AIM: Repeat the lines below word for word, starting at the line that contains "Note: identify the sky" and ending at the final line.

————————

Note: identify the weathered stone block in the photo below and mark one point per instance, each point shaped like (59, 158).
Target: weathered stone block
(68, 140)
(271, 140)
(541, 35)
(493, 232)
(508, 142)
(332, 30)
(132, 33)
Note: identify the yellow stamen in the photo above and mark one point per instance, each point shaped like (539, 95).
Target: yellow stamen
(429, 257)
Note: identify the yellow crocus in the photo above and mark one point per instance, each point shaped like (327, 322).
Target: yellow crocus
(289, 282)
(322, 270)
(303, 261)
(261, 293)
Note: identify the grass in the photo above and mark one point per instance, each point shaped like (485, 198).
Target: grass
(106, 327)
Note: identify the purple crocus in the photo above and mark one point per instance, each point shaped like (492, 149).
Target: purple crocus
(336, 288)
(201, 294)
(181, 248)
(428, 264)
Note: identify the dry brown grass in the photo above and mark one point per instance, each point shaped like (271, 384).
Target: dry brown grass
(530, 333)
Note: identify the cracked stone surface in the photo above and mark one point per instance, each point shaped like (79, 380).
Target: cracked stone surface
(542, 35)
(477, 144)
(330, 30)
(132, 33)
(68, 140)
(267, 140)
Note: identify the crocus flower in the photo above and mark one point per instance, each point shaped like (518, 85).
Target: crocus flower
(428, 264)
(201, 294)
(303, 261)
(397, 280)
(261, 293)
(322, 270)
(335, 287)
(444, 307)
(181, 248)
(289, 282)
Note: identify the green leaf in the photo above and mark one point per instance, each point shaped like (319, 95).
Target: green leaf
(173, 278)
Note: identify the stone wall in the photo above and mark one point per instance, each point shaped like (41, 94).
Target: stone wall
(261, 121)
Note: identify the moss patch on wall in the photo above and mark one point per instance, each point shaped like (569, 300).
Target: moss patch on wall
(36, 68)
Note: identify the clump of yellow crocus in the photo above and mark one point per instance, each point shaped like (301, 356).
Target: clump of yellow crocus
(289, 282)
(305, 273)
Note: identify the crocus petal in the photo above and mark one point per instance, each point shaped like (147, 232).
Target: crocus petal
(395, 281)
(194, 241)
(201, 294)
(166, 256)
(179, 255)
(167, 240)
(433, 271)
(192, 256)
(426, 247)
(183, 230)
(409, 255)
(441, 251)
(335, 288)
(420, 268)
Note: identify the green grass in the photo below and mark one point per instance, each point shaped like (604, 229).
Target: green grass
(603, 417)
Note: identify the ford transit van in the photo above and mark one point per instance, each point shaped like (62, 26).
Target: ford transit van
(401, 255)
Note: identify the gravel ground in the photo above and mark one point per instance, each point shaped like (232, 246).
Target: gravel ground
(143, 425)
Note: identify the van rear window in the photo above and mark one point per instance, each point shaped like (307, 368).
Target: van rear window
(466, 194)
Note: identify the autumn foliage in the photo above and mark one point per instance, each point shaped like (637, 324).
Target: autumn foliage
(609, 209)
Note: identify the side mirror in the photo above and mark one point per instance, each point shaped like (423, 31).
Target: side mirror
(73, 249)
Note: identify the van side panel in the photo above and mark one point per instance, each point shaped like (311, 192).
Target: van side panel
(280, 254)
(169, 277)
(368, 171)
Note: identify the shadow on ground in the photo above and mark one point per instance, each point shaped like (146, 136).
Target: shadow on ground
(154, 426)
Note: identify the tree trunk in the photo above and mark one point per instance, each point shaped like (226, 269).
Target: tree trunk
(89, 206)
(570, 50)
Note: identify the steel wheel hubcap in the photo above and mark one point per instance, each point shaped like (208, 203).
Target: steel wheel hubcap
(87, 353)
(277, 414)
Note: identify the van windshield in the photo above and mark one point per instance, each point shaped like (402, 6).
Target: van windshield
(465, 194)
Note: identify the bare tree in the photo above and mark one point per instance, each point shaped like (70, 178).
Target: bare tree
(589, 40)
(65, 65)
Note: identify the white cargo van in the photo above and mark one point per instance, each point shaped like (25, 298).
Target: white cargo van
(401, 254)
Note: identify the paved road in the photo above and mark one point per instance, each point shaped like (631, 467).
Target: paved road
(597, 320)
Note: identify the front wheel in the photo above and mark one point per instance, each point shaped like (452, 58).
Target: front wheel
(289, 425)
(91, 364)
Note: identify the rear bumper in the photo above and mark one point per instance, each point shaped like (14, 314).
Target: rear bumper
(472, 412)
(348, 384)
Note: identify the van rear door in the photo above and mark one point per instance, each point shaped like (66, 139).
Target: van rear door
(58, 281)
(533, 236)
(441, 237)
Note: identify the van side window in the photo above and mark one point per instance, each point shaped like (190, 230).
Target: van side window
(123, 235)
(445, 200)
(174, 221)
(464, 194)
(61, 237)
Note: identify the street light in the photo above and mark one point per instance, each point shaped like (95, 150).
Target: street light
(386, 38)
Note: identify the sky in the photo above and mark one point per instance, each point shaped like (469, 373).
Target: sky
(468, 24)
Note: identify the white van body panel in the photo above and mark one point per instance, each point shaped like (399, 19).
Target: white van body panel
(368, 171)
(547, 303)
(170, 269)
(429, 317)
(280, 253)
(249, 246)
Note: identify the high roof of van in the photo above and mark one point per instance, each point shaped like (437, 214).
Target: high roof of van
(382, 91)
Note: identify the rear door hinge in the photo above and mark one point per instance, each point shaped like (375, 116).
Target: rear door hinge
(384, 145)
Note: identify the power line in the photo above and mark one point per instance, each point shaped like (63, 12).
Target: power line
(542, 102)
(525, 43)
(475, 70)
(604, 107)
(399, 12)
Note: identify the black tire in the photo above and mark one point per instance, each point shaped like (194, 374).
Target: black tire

————————

COMPLETE ANSWER:
Note: identify the sky in the photo above and mark one point per instance, each point shaped like (469, 373).
Target: sky
(468, 24)
Note: identify the white van body panel in the photo above and mark one point per instance, each point shaped like (399, 19).
Target: white van body panel
(368, 171)
(547, 303)
(170, 269)
(429, 317)
(280, 253)
(249, 246)
Note: identify the high roof of van in the photo above and mark one point per instance, each point shaped like (437, 214).
Target: high roof of van
(382, 91)
Note: identify the rear door hinge in the photo above and mark one point per instance, each point shaped like (375, 116).
Target: rear door hinge
(384, 145)
Note: identify the power line in the photo above and mark one point per instance, each point shaped like (63, 12).
Target: power line
(542, 102)
(525, 43)
(475, 70)
(604, 107)
(399, 12)
Note: identify the black tire in the photo above and mark one point per instance, each point shaped like (194, 374).
Target: black tire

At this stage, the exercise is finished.